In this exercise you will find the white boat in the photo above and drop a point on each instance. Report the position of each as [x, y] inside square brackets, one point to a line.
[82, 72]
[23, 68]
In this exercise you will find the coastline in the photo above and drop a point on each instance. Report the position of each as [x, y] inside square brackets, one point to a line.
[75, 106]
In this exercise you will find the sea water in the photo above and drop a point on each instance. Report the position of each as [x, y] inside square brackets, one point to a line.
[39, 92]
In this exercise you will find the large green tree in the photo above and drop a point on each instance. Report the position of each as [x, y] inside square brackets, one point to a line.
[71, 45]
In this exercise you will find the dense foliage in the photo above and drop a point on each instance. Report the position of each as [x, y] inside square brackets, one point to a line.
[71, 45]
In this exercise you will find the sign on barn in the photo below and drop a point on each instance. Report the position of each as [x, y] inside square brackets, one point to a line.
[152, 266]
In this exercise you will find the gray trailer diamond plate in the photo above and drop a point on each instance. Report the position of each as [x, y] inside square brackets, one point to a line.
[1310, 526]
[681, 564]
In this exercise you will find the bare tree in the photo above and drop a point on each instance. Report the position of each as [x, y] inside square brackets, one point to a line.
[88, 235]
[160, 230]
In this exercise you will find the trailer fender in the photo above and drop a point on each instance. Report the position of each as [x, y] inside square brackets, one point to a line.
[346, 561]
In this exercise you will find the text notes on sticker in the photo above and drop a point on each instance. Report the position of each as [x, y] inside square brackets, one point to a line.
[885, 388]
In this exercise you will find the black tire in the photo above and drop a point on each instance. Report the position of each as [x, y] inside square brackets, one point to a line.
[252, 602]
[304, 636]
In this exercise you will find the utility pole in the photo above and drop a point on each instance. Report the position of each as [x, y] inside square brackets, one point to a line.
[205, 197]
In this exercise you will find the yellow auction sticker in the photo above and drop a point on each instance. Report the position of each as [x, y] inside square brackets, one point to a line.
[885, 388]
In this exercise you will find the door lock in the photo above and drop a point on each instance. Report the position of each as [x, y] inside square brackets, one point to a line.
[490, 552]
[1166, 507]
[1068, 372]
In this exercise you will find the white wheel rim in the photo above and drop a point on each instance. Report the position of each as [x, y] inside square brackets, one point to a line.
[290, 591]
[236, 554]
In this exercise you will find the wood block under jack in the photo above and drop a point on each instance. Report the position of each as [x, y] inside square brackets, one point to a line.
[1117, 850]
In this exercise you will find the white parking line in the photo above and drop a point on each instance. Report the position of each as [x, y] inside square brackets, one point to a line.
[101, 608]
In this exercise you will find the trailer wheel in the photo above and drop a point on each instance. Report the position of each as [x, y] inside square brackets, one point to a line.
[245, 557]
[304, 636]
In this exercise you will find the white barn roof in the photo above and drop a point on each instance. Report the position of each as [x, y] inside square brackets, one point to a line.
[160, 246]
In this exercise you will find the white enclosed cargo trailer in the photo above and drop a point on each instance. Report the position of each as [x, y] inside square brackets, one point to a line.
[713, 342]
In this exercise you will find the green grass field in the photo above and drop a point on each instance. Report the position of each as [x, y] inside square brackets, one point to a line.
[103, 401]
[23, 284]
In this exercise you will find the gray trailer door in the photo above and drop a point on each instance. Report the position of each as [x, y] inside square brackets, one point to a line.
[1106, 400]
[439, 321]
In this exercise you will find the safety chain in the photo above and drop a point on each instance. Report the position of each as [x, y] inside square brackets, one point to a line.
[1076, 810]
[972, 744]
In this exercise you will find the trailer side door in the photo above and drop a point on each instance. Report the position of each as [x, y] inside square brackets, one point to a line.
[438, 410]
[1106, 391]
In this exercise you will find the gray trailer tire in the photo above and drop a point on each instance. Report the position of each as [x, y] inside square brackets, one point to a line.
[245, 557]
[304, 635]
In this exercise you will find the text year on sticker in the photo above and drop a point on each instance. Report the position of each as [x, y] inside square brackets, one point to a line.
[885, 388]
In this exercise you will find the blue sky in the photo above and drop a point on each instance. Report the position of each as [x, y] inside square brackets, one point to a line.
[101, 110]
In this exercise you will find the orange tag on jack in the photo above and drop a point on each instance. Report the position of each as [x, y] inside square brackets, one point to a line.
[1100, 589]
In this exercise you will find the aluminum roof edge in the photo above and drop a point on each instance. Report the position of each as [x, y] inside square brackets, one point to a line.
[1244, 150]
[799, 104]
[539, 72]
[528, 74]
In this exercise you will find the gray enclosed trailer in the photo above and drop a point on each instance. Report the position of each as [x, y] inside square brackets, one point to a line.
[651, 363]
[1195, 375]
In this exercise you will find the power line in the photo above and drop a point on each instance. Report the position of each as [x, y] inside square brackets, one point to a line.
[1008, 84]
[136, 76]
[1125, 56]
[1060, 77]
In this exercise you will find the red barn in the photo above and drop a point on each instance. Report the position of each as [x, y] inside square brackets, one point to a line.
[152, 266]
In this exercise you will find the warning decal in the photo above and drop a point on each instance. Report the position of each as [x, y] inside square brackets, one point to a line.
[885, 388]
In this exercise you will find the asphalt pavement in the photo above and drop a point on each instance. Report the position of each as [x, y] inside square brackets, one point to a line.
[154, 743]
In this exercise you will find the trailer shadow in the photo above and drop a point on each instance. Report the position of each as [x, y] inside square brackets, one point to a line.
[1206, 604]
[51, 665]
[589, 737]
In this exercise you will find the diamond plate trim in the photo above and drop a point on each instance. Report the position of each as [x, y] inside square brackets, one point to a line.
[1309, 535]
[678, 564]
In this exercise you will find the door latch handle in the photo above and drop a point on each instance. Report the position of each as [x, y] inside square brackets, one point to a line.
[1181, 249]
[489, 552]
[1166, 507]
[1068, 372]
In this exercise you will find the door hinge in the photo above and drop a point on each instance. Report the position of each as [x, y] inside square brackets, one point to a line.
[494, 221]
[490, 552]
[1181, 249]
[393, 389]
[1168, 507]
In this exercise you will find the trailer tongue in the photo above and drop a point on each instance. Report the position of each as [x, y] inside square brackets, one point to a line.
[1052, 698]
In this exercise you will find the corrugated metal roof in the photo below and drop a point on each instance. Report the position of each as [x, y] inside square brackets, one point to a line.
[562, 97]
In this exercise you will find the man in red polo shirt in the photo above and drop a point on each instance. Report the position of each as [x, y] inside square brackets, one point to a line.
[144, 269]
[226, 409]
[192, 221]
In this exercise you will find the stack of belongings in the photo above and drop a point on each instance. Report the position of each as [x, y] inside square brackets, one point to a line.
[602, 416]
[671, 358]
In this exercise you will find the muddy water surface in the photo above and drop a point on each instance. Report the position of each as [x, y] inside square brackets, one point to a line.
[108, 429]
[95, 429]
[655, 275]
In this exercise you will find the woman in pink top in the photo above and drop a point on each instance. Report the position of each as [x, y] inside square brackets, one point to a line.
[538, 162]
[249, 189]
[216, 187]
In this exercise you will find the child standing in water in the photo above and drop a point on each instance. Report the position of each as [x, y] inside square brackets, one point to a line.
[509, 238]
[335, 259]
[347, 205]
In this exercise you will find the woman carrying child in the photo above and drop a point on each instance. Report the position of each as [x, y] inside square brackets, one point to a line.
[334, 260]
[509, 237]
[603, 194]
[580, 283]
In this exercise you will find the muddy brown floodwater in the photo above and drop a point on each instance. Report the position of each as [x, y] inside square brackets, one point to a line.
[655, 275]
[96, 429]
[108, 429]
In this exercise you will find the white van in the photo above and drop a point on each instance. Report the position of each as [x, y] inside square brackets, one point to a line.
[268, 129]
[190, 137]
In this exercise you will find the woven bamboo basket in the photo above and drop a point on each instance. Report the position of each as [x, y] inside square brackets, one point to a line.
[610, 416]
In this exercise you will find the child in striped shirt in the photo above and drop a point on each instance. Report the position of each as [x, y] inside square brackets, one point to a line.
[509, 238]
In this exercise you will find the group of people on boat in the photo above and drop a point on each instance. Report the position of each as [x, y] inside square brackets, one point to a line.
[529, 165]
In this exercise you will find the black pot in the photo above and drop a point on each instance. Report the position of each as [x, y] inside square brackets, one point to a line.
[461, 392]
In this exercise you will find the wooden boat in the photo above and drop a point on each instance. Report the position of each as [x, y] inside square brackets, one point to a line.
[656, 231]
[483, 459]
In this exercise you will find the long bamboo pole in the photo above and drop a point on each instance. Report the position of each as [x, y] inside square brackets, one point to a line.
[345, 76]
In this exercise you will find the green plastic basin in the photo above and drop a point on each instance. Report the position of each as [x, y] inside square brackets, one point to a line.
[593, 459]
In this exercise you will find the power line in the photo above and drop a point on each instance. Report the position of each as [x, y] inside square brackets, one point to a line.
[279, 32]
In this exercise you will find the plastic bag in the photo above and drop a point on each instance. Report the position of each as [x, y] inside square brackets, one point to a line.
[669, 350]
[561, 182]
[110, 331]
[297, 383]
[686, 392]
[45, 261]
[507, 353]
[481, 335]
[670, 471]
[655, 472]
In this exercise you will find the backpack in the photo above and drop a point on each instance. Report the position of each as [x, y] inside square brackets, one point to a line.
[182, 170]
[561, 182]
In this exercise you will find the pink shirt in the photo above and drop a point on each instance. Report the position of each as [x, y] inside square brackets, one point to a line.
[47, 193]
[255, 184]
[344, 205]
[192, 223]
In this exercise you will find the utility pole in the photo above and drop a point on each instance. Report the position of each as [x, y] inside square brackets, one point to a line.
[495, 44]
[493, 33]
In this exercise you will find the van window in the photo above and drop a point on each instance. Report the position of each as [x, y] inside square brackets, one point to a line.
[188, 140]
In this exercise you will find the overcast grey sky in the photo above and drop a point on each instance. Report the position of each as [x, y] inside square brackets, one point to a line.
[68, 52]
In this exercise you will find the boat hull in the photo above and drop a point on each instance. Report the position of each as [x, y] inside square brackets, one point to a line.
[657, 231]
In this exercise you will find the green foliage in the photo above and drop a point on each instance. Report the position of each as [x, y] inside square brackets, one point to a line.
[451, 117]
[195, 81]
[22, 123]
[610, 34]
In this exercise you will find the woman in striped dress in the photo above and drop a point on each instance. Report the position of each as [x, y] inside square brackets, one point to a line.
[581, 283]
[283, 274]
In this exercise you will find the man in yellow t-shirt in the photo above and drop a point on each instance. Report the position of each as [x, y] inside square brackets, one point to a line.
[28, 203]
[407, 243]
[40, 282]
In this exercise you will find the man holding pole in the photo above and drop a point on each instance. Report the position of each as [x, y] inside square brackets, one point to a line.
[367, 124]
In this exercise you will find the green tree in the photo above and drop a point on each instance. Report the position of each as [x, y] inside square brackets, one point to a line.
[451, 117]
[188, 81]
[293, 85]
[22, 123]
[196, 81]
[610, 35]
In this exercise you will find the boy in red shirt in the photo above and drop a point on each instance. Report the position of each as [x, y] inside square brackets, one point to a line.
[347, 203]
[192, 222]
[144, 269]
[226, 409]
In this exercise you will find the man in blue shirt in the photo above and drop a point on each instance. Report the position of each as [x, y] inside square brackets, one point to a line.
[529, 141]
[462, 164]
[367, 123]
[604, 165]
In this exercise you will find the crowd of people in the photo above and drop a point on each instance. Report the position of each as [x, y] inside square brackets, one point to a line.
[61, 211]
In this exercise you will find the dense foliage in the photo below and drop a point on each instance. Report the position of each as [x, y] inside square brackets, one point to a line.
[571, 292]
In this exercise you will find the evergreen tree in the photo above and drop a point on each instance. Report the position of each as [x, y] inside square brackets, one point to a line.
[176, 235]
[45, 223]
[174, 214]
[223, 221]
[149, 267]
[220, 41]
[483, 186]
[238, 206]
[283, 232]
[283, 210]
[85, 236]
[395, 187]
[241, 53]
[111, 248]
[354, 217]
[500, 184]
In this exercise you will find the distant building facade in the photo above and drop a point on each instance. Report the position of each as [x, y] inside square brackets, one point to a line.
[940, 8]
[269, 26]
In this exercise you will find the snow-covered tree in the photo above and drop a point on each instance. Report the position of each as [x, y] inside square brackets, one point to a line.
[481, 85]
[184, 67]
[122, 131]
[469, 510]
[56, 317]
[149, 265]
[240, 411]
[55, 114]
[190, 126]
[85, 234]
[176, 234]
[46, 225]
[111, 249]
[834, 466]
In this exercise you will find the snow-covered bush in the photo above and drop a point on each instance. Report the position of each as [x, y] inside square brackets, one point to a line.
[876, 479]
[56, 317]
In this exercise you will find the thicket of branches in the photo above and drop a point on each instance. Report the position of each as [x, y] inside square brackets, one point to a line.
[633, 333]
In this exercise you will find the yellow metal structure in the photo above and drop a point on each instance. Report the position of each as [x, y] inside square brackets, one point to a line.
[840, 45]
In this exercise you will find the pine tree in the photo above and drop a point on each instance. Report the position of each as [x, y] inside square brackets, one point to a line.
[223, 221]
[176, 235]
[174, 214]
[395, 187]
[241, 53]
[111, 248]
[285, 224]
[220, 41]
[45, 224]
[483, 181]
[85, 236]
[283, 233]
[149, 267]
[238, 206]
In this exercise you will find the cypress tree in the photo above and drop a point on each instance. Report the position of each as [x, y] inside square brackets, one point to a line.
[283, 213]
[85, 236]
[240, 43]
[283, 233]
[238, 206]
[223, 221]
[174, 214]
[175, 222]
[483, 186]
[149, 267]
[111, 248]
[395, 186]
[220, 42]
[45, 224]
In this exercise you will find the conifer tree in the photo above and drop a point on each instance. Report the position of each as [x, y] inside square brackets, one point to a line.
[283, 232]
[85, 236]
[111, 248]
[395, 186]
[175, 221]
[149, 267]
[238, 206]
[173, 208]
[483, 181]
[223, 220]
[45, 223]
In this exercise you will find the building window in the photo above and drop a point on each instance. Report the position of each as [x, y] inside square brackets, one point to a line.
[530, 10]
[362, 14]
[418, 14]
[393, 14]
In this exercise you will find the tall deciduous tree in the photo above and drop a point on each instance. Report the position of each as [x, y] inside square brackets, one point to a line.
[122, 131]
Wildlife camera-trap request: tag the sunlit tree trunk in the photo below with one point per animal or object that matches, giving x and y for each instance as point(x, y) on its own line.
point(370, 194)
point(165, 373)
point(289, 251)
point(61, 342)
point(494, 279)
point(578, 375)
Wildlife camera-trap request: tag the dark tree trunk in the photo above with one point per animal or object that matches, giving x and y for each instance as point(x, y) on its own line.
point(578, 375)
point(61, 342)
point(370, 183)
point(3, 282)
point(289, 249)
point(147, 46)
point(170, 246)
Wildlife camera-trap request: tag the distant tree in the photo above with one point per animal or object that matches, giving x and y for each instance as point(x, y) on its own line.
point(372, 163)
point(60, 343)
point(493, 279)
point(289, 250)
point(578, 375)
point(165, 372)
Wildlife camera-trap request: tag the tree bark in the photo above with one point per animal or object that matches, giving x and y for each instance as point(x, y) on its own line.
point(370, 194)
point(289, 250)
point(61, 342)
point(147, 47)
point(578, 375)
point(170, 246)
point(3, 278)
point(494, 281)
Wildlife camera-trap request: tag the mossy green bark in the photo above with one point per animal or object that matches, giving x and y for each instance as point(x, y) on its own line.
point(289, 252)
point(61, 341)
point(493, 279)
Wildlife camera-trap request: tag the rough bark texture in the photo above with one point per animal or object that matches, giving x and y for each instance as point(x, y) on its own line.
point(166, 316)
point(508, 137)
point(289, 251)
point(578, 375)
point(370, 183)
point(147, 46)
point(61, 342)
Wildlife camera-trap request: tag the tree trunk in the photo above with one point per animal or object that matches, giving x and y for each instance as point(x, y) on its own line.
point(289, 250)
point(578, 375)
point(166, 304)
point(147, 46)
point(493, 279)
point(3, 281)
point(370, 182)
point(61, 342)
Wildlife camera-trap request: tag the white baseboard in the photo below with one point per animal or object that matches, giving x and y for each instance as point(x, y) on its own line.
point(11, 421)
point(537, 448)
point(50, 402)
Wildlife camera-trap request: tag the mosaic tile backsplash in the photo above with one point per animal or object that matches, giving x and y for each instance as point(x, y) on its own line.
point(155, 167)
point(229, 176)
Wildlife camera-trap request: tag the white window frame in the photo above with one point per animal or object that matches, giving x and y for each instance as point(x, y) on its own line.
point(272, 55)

◆ ◆ ◆

- **EXERCISE DIRECTIONS**
Exactly as written, give the line containing "Wildlife camera-trap request: tag the mosaic" and all remaining lines of the records.

- **RESPONSE AREA**
Wildlife camera-trap request: tag the mosaic tile backsplash in the photo above with one point per animal or object that matches, giving x and y for each instance as point(x, y) on its own line.
point(155, 167)
point(229, 176)
Wildlife camera-trap request: tag the white window frame in the photo above with one point per animal or object that matches, giving x and y for each instance as point(x, y) on its own line.
point(272, 55)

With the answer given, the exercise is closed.